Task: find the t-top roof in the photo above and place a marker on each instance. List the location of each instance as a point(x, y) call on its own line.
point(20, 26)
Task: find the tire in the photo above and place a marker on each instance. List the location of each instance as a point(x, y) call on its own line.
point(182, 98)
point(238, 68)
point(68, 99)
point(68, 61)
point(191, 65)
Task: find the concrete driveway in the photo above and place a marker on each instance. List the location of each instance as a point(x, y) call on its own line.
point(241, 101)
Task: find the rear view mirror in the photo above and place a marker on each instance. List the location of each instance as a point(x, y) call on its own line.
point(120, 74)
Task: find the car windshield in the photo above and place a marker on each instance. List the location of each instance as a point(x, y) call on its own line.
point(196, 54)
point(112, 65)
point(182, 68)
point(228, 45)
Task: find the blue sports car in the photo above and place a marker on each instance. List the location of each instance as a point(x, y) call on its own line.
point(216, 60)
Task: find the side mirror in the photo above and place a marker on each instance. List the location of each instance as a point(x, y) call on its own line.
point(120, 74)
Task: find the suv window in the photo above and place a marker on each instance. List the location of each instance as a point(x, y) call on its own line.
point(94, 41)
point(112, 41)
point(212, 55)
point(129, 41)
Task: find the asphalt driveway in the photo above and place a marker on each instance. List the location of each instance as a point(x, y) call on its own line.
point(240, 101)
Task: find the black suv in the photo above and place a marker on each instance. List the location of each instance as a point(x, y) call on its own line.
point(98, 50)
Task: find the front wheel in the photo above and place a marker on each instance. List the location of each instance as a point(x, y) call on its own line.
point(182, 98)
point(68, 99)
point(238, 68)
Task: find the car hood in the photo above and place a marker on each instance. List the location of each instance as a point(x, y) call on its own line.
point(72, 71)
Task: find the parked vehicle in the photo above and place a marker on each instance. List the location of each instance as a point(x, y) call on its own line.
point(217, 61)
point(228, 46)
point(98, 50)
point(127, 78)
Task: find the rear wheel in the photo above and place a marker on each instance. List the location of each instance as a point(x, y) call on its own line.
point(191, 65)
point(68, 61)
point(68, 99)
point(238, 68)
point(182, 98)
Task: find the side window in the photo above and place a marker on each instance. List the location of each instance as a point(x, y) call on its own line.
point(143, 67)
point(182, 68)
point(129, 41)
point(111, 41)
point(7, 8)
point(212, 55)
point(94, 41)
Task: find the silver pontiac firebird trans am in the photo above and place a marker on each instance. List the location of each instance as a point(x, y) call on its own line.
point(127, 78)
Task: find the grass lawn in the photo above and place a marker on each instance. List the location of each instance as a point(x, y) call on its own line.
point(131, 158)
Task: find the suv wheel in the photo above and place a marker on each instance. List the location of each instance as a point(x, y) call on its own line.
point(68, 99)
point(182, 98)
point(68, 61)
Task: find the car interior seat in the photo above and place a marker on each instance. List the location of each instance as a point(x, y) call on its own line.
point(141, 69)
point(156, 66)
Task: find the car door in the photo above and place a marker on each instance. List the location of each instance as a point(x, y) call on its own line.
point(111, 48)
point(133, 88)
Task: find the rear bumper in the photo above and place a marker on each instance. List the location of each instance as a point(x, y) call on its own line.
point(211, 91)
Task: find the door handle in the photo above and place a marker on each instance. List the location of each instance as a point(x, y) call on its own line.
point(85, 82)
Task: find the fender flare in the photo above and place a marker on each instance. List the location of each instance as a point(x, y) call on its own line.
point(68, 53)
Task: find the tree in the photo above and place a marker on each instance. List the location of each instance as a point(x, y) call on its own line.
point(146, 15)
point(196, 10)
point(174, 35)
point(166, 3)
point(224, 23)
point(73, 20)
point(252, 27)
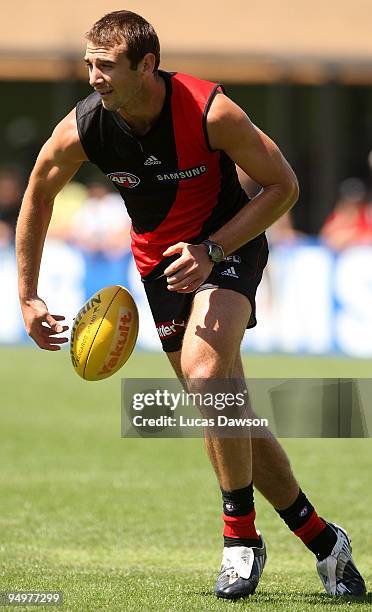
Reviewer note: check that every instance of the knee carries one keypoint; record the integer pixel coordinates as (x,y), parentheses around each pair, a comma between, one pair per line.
(212,367)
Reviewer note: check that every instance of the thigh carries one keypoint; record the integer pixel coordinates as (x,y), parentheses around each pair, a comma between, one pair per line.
(214,332)
(170,311)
---
> _Set problem_
Can you render all the lines above as a two-column CSV headed instruction and points, with one row for each line of wording and the coordinates listed under it, every field in double quotes and line breaks turned into spaces? Leave the picture out.

> _The answer_
instruction,points
"Task: find the t-top roof in the photo above and place a marker on each instance. List the location of each instance as a point(x, y) call on its own line.","point(20, 26)"
"Task: find the tire in the photo above and place a marker on each instance. List the location of each instance as a point(x, y) call on its own line.","point(182, 98) point(238, 68) point(68, 99) point(68, 61) point(191, 65)"
"Task: find the concrete driveway in the photo above and place a marker on each instance. List the location of each instance as a point(x, y) call on its own line.","point(241, 101)"
"Task: find the rear view mirror in the photo above and place a marker on each instance. List the location of each instance as a point(x, y) call on its own line.","point(120, 74)"
"Task: find the car windshield in the photo above and place a marker on each instance. List the location of each instance as a point(x, y) call on its own line.","point(196, 54) point(112, 65) point(182, 68) point(228, 45)"
"Task: find the blue sports car in the photo above and place a marker on each instance. List the location of each instance as a point(x, y) call on its own line.","point(216, 60)"
"Task: find the side mirror in the photo above and place a marker on each instance. List the location of each instance as a point(x, y) call on its own line.","point(120, 74)"
"Task: find the suv window in the photo above and place a marker on each instance. List the location of each instance as a point(x, y) call on its own line.","point(94, 41) point(112, 41) point(212, 55) point(129, 41)"
"Task: find the asphalt driveway in the photo above and place a marker on each instance. List the location of each instance as a point(x, y) call on its own line.","point(240, 101)"
"Task: find the black suv in the photo above and place a marker on each instance. List the location of each instance as a point(x, y) call on its own line.","point(98, 50)"
"Task: find the front wheel in the photo above and place a marker on each instance. List the location of each instance as a point(x, y) call on its own line.","point(182, 98) point(68, 99) point(238, 68)"
"Task: find the car hood in the photo above and place a marker on each instance. List the location of each instance as a point(x, y) call on its own line.","point(72, 71)"
"Task: find the parked vehicle in the photo above and place a marker on each instance. List the location of each instance as a point(x, y) call on its own line.","point(217, 61) point(228, 46) point(98, 50) point(127, 78)"
"Task: find the rear wheel in the photo above and place a marker on each instance. List the location of each instance as a point(x, y) call on its own line.","point(191, 65) point(68, 61) point(68, 99) point(238, 68) point(182, 98)"
"Task: find the side window in the photo above and place a marker on each instance. List the location of each instance as a point(x, y) call on its own line.","point(143, 67) point(182, 68) point(129, 41) point(111, 41) point(7, 8) point(212, 55) point(94, 41)"
"Task: find the silver pontiac firebird trans am in the photo above and place a marker on each instance. List the location of each instance as a point(x, y) call on its own line.","point(127, 78)"
"Task: find the grass lawn in the photo above and place a marker on each instance. List the location of each instance as a point(x, y) call on its own line.","point(131, 158)"
"Task: find the suv wheel in the photo above and place a marker on each instance. List the location of each instance as a point(x, y) call on its own line.","point(68, 99) point(182, 98) point(68, 61)"
"Task: find the car interior seat in the photo above and place a marker on each instance. List the location of each instance as a point(x, y) call on its own line.","point(141, 69) point(156, 66)"
"Task: find the car door in the photo above and place a marker on each instance. List the location of each instance as a point(x, y) call on its own line.","point(111, 48) point(133, 88)"
"Task: find the rear bumper in the photo above and place a marker on each instance. List the location of each instance as a point(x, y) call on its own line.","point(211, 91)"
"Task: find the door handle in the photo above and place a marker on each instance. List the location of each instance as a point(x, y) call on its own line.","point(85, 82)"
"Task: find the fender flare in the photo above and place a marker on each instance. List the location of each instance as a point(x, y) call on its own line.","point(68, 53)"
"Task: find the tree in the photo above and place a marker on each instance. List the location of each instance as a point(x, y) call on its own line.","point(146, 15) point(196, 10) point(174, 35) point(166, 3) point(224, 23) point(73, 20) point(252, 27)"
"Reviewer note: check that every instance of the knee carries one keypoint; record the integer pixel coordinates as (x,y), parentheses around each pair, a comma between, one pair per line.","(212,367)"
"Reviewer note: check that every instance of the thigh carries one keypoint; record the integer pixel coordinates as (x,y), parentheses around each pair, a comma between, one pair per line.","(214,332) (170,311)"